Problem to solve:
Rewrite the stretch from the line containing "Detect dog's ear." through the line containing "[[279, 148, 295, 161]]", changing "Detect" to "Locate" and leaving everything else unchanged.

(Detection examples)
○ ○ ○ ○ ○
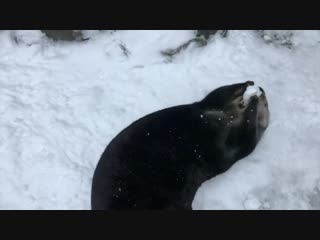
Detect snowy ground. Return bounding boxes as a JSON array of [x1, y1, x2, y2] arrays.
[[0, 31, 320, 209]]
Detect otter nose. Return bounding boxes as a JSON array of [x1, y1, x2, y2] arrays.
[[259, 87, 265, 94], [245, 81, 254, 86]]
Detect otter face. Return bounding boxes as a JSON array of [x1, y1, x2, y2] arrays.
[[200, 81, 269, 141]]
○ ○ ○ ○ ○
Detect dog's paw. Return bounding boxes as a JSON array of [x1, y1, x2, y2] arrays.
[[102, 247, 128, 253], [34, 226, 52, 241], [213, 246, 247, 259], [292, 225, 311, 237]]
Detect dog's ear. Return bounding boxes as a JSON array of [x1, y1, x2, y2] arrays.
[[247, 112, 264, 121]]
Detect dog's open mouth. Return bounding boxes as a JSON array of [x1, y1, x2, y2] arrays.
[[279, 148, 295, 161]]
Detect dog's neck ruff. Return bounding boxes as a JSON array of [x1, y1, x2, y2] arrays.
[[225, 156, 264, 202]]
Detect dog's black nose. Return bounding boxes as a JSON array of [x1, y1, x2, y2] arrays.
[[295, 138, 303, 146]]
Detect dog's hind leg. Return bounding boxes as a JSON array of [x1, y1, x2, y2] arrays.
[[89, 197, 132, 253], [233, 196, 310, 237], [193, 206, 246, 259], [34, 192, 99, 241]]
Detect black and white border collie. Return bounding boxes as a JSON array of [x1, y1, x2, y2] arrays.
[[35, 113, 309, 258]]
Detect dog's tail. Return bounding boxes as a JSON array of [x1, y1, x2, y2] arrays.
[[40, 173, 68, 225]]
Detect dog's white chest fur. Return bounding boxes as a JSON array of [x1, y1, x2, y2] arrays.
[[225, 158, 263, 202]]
○ ○ ○ ○ ○
Finished task:
Locate dog's ear. Return bounding boxes as a JSON array of [x1, y1, x2, y2] arrays.
[[247, 112, 264, 121]]
Locate dog's open mouth. Return bounding boxes as a JSON array of [x1, y1, x2, y2] arrays.
[[279, 148, 295, 161]]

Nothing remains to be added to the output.